**Records shown**:
════════════════

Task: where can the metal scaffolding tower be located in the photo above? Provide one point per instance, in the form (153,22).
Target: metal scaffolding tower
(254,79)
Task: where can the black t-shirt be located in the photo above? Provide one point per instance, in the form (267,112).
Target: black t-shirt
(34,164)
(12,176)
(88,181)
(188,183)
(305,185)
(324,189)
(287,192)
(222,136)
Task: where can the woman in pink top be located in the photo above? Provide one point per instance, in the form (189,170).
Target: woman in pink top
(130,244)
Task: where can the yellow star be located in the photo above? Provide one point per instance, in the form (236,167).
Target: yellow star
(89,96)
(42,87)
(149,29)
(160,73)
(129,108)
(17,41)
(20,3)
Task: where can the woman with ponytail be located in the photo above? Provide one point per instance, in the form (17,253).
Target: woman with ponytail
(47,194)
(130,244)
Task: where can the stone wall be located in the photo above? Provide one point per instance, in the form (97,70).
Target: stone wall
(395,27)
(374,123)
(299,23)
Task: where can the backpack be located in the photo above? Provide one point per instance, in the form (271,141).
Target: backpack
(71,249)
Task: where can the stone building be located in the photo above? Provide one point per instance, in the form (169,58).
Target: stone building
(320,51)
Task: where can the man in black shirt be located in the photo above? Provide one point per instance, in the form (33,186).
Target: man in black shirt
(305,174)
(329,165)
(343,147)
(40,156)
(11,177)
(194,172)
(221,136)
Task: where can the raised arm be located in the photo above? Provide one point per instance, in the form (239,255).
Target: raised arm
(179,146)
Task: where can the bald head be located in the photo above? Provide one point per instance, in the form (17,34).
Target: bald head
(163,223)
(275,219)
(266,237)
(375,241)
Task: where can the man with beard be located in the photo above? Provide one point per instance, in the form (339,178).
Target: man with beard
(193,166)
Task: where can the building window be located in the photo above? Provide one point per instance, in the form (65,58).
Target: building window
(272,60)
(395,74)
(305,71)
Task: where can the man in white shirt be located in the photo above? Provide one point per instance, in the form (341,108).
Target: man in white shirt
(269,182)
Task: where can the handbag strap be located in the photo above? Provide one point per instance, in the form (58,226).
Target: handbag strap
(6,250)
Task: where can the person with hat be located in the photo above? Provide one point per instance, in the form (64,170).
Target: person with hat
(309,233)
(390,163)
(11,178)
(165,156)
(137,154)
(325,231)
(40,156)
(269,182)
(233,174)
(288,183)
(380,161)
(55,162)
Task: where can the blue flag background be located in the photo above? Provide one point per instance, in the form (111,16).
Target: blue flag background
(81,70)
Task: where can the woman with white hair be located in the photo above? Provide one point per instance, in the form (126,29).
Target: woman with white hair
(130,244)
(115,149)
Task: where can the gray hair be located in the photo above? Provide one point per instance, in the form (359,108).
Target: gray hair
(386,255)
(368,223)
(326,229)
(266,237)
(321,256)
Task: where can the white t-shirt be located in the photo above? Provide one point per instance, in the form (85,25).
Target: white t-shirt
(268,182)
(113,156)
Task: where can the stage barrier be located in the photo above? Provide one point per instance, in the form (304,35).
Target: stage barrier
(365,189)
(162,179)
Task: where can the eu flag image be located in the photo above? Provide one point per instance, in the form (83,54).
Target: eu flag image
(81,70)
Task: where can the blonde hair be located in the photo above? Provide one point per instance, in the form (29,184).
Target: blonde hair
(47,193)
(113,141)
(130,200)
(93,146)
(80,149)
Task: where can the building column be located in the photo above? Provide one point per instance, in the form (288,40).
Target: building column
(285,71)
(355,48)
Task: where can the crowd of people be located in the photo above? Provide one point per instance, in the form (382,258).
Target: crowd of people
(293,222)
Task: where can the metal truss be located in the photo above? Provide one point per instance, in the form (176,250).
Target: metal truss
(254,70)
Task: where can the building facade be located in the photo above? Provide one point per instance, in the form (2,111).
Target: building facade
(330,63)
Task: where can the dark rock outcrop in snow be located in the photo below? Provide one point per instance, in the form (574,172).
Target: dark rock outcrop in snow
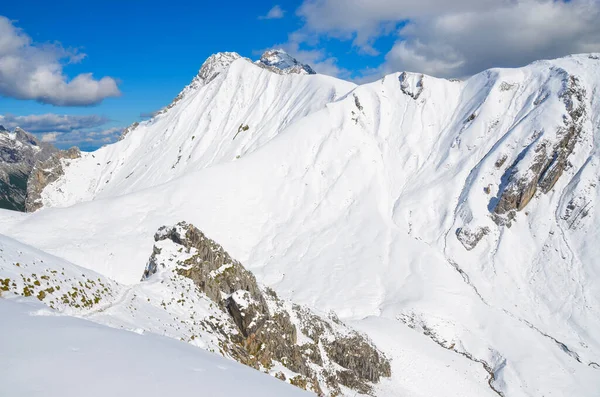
(281,62)
(19,151)
(44,173)
(264,329)
(551,157)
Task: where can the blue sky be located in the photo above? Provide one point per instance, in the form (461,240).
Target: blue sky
(150,50)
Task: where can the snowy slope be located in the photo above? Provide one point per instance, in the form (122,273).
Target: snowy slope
(50,355)
(380,206)
(232,108)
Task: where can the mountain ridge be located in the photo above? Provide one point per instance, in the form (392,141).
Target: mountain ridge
(378,203)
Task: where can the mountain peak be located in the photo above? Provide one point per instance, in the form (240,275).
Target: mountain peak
(215,64)
(280,61)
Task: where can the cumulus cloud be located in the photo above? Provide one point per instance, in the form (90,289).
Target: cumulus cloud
(52,122)
(31,70)
(274,13)
(458,38)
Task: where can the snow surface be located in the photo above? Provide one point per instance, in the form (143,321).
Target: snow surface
(351,203)
(61,356)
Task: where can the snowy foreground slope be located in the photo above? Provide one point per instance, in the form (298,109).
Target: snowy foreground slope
(50,355)
(454,222)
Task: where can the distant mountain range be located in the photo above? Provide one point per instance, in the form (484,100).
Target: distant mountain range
(440,237)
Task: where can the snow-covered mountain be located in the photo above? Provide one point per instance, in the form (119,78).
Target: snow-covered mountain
(453,222)
(19,151)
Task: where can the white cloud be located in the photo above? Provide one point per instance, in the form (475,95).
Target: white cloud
(51,122)
(30,70)
(274,13)
(81,138)
(458,38)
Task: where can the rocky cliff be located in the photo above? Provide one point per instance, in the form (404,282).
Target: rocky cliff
(264,331)
(46,172)
(19,151)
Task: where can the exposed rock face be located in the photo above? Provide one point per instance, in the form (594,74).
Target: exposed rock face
(128,130)
(44,173)
(264,330)
(550,157)
(468,238)
(277,61)
(19,151)
(281,62)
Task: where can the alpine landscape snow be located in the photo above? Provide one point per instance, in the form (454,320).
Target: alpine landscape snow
(411,236)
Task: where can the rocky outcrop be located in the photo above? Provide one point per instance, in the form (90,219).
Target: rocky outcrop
(46,172)
(281,62)
(19,151)
(541,170)
(411,84)
(469,238)
(325,354)
(127,130)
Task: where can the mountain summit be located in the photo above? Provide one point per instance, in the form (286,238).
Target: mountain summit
(280,61)
(455,223)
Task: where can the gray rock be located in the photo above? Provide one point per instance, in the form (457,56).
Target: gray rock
(19,151)
(551,159)
(265,325)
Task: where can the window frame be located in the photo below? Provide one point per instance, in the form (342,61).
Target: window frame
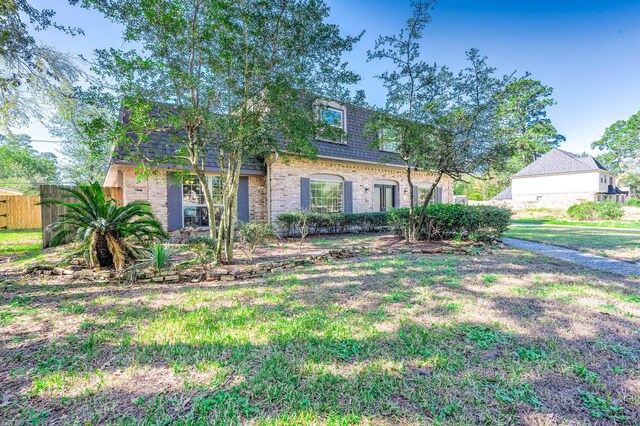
(320,106)
(382,147)
(210,180)
(326,179)
(426,188)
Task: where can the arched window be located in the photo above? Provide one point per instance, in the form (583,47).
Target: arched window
(326,194)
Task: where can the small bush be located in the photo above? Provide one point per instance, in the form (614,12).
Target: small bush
(591,210)
(289,224)
(454,221)
(204,248)
(254,234)
(633,202)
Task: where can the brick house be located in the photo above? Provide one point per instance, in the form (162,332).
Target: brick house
(348,176)
(559,179)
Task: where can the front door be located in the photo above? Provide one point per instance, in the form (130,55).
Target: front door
(383,198)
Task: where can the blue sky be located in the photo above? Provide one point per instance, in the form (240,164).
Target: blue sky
(588,51)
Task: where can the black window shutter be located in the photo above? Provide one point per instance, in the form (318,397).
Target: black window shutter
(396,196)
(305,194)
(348,197)
(174,202)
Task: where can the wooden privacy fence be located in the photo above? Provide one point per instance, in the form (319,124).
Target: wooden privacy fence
(51,212)
(20,212)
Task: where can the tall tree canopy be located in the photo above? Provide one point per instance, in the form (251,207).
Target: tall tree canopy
(522,113)
(439,121)
(232,77)
(22,167)
(31,74)
(620,144)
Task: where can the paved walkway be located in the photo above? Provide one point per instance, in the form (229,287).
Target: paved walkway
(588,260)
(595,228)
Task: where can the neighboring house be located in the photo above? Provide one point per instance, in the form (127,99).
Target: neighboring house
(348,176)
(560,179)
(9,191)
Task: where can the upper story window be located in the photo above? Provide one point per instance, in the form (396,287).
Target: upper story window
(335,115)
(389,139)
(327,194)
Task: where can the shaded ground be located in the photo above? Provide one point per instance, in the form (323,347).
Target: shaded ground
(502,339)
(614,243)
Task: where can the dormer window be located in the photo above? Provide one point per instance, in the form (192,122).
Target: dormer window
(335,115)
(389,139)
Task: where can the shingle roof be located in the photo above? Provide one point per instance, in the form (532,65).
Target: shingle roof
(504,195)
(559,161)
(358,147)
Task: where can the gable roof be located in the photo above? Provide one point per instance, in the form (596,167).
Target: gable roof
(505,194)
(359,146)
(559,161)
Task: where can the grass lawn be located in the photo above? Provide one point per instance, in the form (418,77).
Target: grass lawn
(618,244)
(405,339)
(602,223)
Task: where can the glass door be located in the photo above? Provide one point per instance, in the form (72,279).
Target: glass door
(383,198)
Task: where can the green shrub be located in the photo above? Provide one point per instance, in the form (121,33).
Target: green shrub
(331,223)
(591,210)
(254,234)
(454,221)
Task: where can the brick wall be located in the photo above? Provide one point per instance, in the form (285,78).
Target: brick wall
(258,198)
(287,171)
(152,189)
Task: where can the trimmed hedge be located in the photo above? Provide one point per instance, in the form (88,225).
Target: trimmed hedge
(455,221)
(331,223)
(592,210)
(446,220)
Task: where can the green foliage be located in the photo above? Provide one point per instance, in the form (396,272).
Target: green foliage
(454,220)
(621,145)
(592,210)
(225,79)
(160,256)
(22,167)
(289,224)
(251,235)
(522,112)
(87,123)
(204,248)
(109,235)
(32,75)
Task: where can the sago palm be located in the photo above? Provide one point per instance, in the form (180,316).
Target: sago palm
(110,235)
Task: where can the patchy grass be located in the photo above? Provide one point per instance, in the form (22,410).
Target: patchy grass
(20,243)
(616,244)
(409,339)
(562,222)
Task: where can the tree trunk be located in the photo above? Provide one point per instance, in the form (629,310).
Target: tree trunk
(104,256)
(422,216)
(226,230)
(411,232)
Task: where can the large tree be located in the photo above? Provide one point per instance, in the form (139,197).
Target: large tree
(440,122)
(24,168)
(31,74)
(232,77)
(522,115)
(86,122)
(620,144)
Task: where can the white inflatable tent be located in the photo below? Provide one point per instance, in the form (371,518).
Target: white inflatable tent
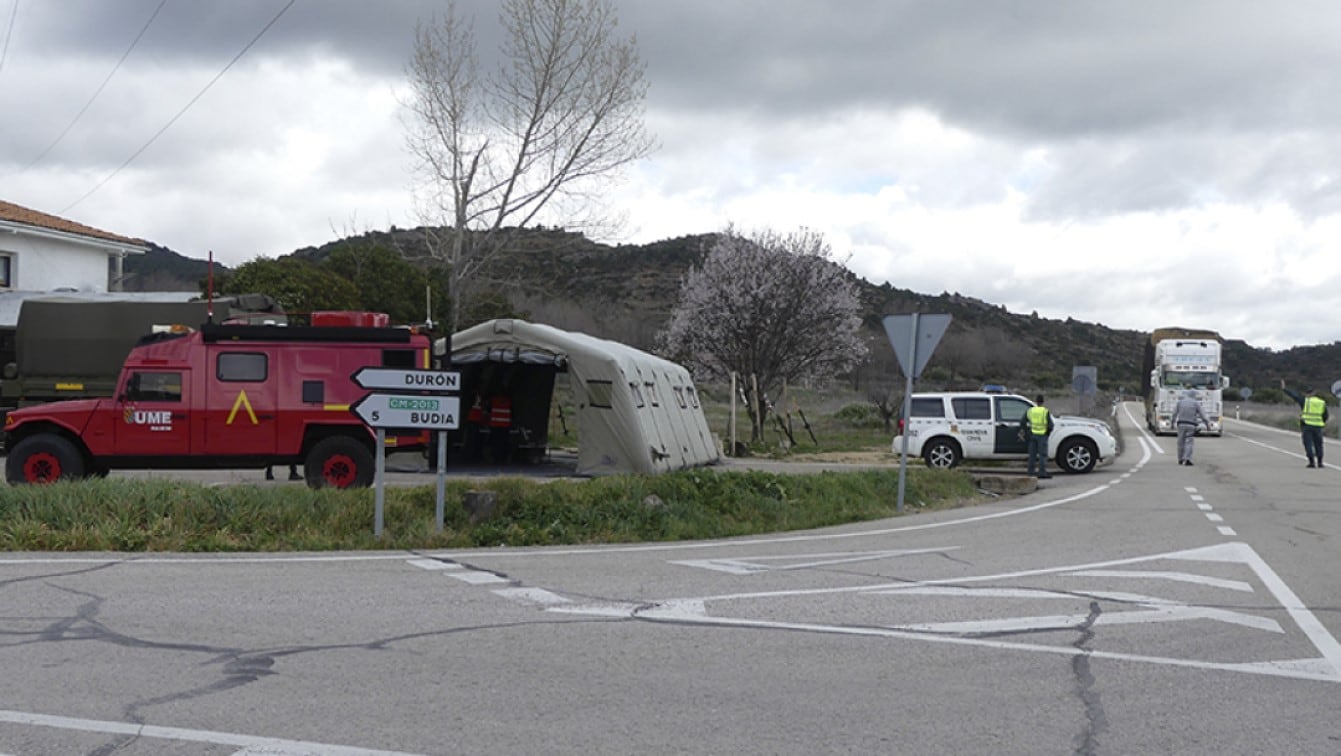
(636,412)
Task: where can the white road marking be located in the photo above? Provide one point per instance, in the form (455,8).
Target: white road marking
(688,613)
(1176,577)
(433,564)
(1279,451)
(248,741)
(531,595)
(751,564)
(478,577)
(1328,668)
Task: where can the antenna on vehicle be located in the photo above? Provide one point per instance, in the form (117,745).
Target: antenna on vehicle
(209,291)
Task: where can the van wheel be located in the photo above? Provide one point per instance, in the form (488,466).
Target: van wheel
(43,459)
(942,453)
(1077,455)
(338,461)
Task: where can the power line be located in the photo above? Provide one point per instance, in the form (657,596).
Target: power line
(8,32)
(114,69)
(183,111)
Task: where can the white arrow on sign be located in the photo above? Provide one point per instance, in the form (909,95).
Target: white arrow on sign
(400,410)
(394,380)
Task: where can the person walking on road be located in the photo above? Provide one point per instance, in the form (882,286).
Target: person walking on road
(1037,425)
(1187,418)
(1313,416)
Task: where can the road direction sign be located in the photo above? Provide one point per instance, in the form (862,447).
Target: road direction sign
(411,380)
(404,410)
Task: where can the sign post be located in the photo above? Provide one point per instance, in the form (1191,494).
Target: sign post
(419,401)
(908,333)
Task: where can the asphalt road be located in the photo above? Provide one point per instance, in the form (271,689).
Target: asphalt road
(1143,609)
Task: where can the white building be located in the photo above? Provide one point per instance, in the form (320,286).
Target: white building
(43,252)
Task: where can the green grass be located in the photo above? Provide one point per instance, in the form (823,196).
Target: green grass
(161,515)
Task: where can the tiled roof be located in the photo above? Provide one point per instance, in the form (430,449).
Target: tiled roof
(14,213)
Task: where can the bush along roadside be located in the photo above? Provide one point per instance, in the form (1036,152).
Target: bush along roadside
(161,515)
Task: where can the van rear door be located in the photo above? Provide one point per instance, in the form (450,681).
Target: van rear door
(153,414)
(240,400)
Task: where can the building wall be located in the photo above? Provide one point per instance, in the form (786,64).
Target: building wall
(36,263)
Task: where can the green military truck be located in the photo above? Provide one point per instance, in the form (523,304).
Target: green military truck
(70,347)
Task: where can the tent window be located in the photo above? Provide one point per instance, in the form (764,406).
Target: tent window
(600,393)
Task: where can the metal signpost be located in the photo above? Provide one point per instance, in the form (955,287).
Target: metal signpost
(421,404)
(1085,382)
(913,338)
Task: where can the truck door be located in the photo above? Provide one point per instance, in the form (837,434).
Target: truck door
(240,402)
(153,414)
(1009,438)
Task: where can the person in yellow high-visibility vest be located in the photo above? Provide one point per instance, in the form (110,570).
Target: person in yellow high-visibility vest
(1313,416)
(1037,425)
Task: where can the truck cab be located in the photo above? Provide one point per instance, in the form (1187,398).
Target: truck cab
(225,396)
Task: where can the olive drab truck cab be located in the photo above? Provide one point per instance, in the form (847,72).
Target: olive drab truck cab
(71,346)
(1179,361)
(224,396)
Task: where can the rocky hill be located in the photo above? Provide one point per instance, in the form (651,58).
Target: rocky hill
(625,292)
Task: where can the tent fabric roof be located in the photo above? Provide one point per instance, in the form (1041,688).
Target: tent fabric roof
(636,412)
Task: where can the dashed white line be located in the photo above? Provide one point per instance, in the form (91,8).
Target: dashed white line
(248,741)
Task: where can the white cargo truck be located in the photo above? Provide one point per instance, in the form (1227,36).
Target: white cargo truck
(1179,361)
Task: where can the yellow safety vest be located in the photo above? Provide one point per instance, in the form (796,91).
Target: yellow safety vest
(1037,421)
(1312,413)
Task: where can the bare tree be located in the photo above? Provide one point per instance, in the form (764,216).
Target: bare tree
(562,111)
(771,308)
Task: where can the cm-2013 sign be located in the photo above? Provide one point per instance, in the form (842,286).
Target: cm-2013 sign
(400,410)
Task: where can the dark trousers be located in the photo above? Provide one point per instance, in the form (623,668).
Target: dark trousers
(1037,453)
(1312,441)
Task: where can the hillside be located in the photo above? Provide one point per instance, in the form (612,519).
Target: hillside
(625,292)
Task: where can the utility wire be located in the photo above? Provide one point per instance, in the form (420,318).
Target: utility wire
(8,32)
(183,111)
(103,85)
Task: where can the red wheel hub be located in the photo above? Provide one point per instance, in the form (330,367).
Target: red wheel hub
(339,471)
(42,467)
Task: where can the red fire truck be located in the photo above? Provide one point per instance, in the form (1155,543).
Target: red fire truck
(224,396)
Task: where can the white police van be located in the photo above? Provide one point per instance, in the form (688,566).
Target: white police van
(951,426)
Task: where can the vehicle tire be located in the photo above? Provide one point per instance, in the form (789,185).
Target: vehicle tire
(44,457)
(1077,455)
(942,453)
(339,461)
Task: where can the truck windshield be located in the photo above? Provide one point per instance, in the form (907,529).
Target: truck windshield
(1184,380)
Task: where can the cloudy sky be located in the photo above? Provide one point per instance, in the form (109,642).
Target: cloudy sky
(1135,164)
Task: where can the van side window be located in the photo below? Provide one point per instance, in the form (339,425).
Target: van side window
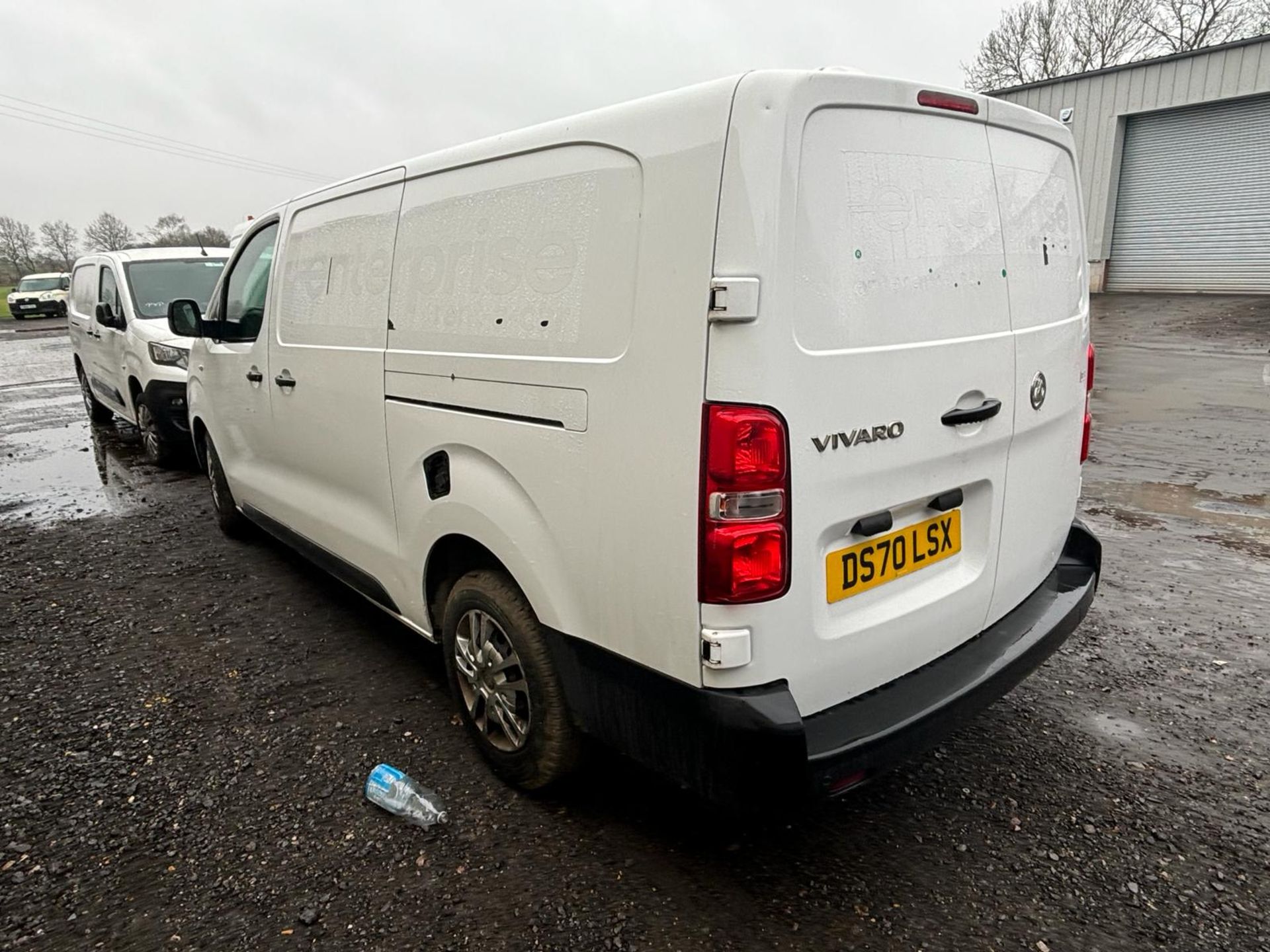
(247,287)
(108,292)
(83,290)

════════════════

**Problem requirements**:
Leave out all pictures and extract exactly the lines from the line with "Task: where can the cm-2013" through the end of the material.

**Task answer**:
Task: where can the cm-2013 sign be located in the photo above? Provide one point per instance, in the form (842,286).
Target: cm-2013 sign
(400,410)
Task: where can the dark trousers be located in the photo above? Provide one point per instance, in the form (623,668).
Target: dark trousers
(1037,453)
(1312,441)
Task: where can the hillside be located in the photo above? Provide one point per instance, in the form (612,519).
Target: hillside
(625,292)
Task: where can the utility wire be located in the photo above? Provide one point per instance, in the form (420,318).
Target: utility wire
(8,32)
(183,111)
(103,85)
Task: where can the red wheel hub be located in the photo above? Provide one point per instance, in the form (330,367).
Target: red wheel hub
(339,471)
(42,467)
Task: where can the red fire truck be located in the photo above? Provide one point per instance, in the form (1155,543).
Target: red fire truck
(224,396)
Task: where can the white police van be located in the photo above? Provide one point per instance, in the form (688,566).
Target: white police van
(951,426)
Task: where can the vehicle tire be located in the photo above? Provide one point per instance, in the form (789,185).
Target: vehicle tire
(44,457)
(1077,455)
(942,453)
(339,461)
Task: where can the truck windshield be located in the photo above? Provide one point per instance, in the form (907,529).
Target: truck windshield
(1184,380)
Task: where can the cloudy sky be located in the photo above? Provide one point per instance, in the form (109,642).
Target: cloudy sky
(1135,164)
Task: where can the van side window be located in the photo below? Provide one point per instance, in the form (339,425).
Target: van side window
(247,287)
(108,292)
(83,290)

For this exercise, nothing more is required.